Task instructions:
(1) Reproduce the passage from the excerpt on the disability appeal, starting with "In his appeal" and going on through "issue Plaintiff raised.".
(2) According to the excerpt on the disability appeal, who has the burden of producing documents to support the claimed RFC?

Excerpt:
In his appeal brief, Plaintiff claims the ALJ’s disability determination is not supported by
substantial evidence in the record. ECF No. 15 at 2-9. Specifically, Plaintiff claims the ALJ erred
(1) in evaluating his RFC, (2) in evaluating his subjective complaints, and (3) in his use of the
Medical-Vocational Guidelines to reach a conclusion of “not disabled.” In response, the Defendant
argues the ALJ did not err in any of his findings. ECF No. 16. Because this Court finds the ALJ
improperly evaluated Plaintiff’s RFC, this Court will only address this issue Plaintiff raised.
Plaintiff argues he does not have the RFC for the full range of light work and there is not
substantial evidence to support such a finding by the ALJ. Plaintiff argues the ALJ erred by failing
to include Plaintiff’s nonexertional limitations in his RFC determination. Defendant argues the
ALJ’s determination that Plaintiff has the RFC for the full range of light work is supported by
Prior to Step 4 of the sequential analysis, the ALJ is required to determine the claimant’s
RFC. See 20 C.F.R. § 404.1520(a)(4)(iv). This RFC determination must be based on medical
evidence that addresses the claimant’s ability to function in the workplace. See Stormo v. Barnhart,
377 F.3d 801, 807 (8th Cir. 2004). The ALJ should also consider “‘all the evidence in the record’
in determining the RFC, including ‘the medical records, observations of treating physicians and
others, and an individual’s own description of his limitations.’” Stormo v. Barnhart, 377 F.3d 801,
807 (8th Cir. 2004) (quoting Krogmeier v. Barnhart, 294 F.3d 1019 (8th Cir. 2002)). The Plaintiff
has the burden of producing documents to support his or her claimed RFC. See Cox, 160 F.3d at
1206; 42 U.S.C. §§ 423(d)(1)(A), 1382c(a)(3)(A).

(Saved data entries)
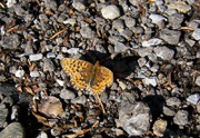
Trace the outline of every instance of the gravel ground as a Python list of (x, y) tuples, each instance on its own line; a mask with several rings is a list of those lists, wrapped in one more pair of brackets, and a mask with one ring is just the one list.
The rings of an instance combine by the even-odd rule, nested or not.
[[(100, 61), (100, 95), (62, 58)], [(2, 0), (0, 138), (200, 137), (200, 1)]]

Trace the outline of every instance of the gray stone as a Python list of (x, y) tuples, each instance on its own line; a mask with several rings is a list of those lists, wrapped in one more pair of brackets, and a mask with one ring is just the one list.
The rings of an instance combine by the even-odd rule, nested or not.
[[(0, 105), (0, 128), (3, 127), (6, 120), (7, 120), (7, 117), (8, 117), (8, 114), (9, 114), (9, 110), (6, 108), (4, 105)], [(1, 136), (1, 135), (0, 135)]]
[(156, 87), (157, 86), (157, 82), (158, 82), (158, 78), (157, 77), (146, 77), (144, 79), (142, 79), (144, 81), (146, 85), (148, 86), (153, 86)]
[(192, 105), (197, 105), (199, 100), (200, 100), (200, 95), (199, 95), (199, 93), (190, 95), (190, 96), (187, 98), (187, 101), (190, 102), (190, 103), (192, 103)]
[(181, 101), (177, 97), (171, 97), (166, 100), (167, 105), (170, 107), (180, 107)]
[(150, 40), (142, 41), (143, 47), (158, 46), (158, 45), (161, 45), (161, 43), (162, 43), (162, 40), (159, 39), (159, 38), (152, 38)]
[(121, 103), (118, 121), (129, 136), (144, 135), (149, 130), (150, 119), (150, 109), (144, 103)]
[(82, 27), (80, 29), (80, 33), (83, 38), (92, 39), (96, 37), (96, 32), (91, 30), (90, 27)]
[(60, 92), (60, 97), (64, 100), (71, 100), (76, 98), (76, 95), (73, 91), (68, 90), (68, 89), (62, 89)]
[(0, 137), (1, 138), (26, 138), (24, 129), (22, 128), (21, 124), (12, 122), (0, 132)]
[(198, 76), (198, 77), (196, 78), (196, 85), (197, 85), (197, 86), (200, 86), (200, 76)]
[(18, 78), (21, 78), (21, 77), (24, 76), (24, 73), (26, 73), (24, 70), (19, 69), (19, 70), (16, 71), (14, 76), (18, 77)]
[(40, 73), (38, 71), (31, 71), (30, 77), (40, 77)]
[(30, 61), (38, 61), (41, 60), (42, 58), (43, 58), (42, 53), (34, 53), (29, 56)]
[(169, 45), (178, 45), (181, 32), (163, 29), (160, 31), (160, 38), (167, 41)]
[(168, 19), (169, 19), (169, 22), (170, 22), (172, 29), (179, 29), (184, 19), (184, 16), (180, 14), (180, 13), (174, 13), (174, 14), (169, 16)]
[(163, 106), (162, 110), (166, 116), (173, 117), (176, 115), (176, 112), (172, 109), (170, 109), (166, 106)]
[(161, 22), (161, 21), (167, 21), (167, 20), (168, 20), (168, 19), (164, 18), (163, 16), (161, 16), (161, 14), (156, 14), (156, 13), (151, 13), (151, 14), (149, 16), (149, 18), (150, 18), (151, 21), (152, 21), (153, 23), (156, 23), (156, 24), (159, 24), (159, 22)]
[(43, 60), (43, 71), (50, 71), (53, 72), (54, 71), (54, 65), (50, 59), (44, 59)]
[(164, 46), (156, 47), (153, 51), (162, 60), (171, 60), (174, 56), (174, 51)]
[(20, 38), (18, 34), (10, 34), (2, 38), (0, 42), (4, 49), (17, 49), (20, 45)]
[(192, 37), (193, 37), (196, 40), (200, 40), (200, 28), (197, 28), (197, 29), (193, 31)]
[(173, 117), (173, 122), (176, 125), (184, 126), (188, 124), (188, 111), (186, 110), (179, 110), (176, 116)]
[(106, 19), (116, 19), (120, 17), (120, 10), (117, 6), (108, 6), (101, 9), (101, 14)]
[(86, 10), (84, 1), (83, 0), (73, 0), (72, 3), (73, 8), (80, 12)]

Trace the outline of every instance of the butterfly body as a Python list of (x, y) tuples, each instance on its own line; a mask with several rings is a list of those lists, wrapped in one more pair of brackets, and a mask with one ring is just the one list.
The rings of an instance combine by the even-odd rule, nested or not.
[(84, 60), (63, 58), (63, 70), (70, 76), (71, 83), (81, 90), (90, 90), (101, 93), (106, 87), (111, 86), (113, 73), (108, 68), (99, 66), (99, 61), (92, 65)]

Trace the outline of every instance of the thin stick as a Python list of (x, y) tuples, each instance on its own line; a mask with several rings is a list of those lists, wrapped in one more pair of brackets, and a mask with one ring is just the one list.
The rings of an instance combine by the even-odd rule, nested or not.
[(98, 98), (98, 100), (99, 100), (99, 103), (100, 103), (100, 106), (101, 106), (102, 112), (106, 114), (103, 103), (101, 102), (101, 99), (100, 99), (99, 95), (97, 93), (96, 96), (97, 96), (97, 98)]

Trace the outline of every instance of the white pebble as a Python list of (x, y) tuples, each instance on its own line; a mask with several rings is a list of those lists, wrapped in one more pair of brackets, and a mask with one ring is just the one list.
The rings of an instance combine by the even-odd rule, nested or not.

Responses to the exercise:
(1)
In his appeal brief, Plaintiff claims the ALJ’s disability determination is not supported by
substantial evidence in the record. ECF No. 15 at 2-9. Specifically, Plaintiff claims the ALJ erred
(1) in evaluating his RFC, (2) in evaluating his subjective complaints, and (3) in his use of the
Medical-Vocational Guidelines to reach a conclusion of “not disabled.” In response, the Defendant
argues the ALJ did not err in any of his findings. ECF No. 16. Because this Court finds the ALJ
improperly evaluated Plaintiff’s RFC, this Court will only address this issue Plaintiff raised.

(2) The Plaintiff